■ Extracted data ■

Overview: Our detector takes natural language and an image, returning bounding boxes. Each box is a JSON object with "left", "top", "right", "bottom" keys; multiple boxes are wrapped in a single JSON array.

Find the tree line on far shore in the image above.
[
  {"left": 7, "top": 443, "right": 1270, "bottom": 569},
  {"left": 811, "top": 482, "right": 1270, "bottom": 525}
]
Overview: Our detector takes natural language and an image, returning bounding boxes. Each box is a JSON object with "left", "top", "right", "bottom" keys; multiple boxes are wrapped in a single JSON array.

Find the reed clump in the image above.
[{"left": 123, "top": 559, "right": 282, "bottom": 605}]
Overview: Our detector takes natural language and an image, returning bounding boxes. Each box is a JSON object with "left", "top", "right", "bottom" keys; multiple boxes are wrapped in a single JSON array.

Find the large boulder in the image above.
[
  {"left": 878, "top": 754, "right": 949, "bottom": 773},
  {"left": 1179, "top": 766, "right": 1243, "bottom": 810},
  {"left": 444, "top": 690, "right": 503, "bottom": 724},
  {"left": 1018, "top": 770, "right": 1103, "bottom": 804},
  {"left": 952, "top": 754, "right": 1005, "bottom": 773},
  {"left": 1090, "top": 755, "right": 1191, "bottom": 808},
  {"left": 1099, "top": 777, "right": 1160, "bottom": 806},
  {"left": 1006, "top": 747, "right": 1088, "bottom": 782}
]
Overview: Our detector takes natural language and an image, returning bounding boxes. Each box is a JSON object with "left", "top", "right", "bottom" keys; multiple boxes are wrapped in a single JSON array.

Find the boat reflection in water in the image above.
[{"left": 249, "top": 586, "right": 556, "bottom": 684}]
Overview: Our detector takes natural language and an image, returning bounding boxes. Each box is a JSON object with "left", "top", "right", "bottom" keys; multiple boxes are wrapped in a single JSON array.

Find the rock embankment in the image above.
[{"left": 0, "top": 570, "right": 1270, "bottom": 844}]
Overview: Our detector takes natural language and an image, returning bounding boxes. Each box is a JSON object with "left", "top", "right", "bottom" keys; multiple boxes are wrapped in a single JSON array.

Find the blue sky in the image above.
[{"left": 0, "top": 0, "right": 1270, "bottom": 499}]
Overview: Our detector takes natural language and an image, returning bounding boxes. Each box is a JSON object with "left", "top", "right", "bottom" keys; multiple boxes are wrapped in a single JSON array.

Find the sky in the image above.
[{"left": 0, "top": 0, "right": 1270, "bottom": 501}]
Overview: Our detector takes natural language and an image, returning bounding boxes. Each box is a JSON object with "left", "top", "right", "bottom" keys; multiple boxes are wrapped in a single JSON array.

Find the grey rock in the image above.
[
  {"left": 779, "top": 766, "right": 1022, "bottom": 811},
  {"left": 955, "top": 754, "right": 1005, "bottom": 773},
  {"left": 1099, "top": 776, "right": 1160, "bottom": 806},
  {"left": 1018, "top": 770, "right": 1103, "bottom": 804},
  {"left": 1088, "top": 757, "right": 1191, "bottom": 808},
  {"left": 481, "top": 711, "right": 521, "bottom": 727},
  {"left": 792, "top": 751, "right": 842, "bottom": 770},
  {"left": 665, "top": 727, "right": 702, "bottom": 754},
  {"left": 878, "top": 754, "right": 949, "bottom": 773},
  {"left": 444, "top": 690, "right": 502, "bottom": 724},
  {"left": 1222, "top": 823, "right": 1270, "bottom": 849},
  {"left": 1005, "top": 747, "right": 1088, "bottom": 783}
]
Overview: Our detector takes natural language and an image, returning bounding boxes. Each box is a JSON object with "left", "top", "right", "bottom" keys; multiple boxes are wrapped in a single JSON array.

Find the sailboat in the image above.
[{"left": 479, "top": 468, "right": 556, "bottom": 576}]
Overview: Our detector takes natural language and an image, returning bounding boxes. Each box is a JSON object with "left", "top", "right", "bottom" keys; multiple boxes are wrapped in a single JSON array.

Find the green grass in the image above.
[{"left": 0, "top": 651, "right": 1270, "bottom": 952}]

■ To do ■
Would you copy out each line exactly as written?

■ Task answer ■
Overview: Our detector takes natural language and an image, returning bounding boxes. Each box is a JSON object with "left", "top", "right", "bottom" keys; multiple boxes are wrapped in a single JSON array.

Find the tree line on far shore in the image above.
[
  {"left": 7, "top": 443, "right": 1270, "bottom": 569},
  {"left": 811, "top": 482, "right": 1270, "bottom": 525}
]
Overview: Our detector takes natural language and an image, returning bounding boxes. Each box is a JSON object with "left", "top", "right", "bottom" keys; multiple boxes are wrapped in a single JSON array.

Find the reed clump in the image above.
[{"left": 123, "top": 559, "right": 282, "bottom": 605}]
Overview: Our detector takes natural language and an image, returning bounding boxes. Each box is a JSON object with "left", "top", "right", "bottom" keys; multiple boxes are wrapped in a single JSON array.

Find the large boulder in the image above.
[
  {"left": 878, "top": 754, "right": 949, "bottom": 773},
  {"left": 1179, "top": 766, "right": 1243, "bottom": 810},
  {"left": 444, "top": 690, "right": 503, "bottom": 724},
  {"left": 1018, "top": 770, "right": 1103, "bottom": 804},
  {"left": 952, "top": 754, "right": 1005, "bottom": 773},
  {"left": 1090, "top": 755, "right": 1191, "bottom": 808},
  {"left": 1099, "top": 777, "right": 1160, "bottom": 806},
  {"left": 1006, "top": 747, "right": 1088, "bottom": 782}
]
Overview: Our detector takes natural language and an image, returning bounding boxes. Each box is a JSON object with "left", "top", "right", "bottom" keys; multiple boxes are wrapped in a single JSON array.

Find the boat reflection in water in the image above.
[{"left": 249, "top": 586, "right": 556, "bottom": 684}]
Overview: Our detector takes natural language and an image, returning bounding boxes. Each box is a JSON object with "left", "top", "right", "bottom" keys; multiple boxes are wrapped in a single JSON array.

Find the rock embankment in the image above.
[{"left": 0, "top": 570, "right": 1270, "bottom": 844}]
Overview: Our detector takes natural language and an image, returning bounding boxes. Each box is a JSON object with "left", "top", "right", "bottom" keys; multiple boxes are wrapped in a single JSON array.

Find the blue sky in the image above.
[{"left": 0, "top": 0, "right": 1270, "bottom": 499}]
Overview: Our detector takes natural language and an image, returning bounding boxes. Each box is a JSON object with "left", "top", "right", "bottom" keys; multiple boxes are wrapped in a single JSON array.

Find the sky in the image above.
[{"left": 0, "top": 0, "right": 1270, "bottom": 501}]
Overview: Our detector takes natural language and an image, returning bounding boxes. Each box is a JSON object with "left", "top", "right", "bottom" keys; multiple boxes are wrapped in a single JSON array.

Find the grey rock in the image above.
[
  {"left": 779, "top": 766, "right": 1022, "bottom": 811},
  {"left": 955, "top": 754, "right": 1005, "bottom": 773},
  {"left": 1099, "top": 776, "right": 1160, "bottom": 806},
  {"left": 1018, "top": 770, "right": 1103, "bottom": 804},
  {"left": 1088, "top": 757, "right": 1191, "bottom": 808},
  {"left": 481, "top": 711, "right": 521, "bottom": 727},
  {"left": 792, "top": 751, "right": 842, "bottom": 770},
  {"left": 665, "top": 727, "right": 702, "bottom": 754},
  {"left": 878, "top": 754, "right": 949, "bottom": 773},
  {"left": 444, "top": 690, "right": 502, "bottom": 724},
  {"left": 1222, "top": 823, "right": 1270, "bottom": 849},
  {"left": 1005, "top": 747, "right": 1088, "bottom": 783}
]
Overview: Our detector takes natural language and an image, returning bounding boxes. Each box is a JSON object with "left", "top", "right", "bottom" keys; multiple boxes are wrapped in a single JSON array.

Find the sailboat in the image above.
[{"left": 479, "top": 468, "right": 556, "bottom": 576}]
Overview: Our detector takes natural language and an image, returning bounding boxes. Each box is a JSON object with "left", "top", "right", "bottom" keys; multiple boxes are wrapped in a single JSON array.

Find the green grass in the image above.
[{"left": 0, "top": 651, "right": 1270, "bottom": 952}]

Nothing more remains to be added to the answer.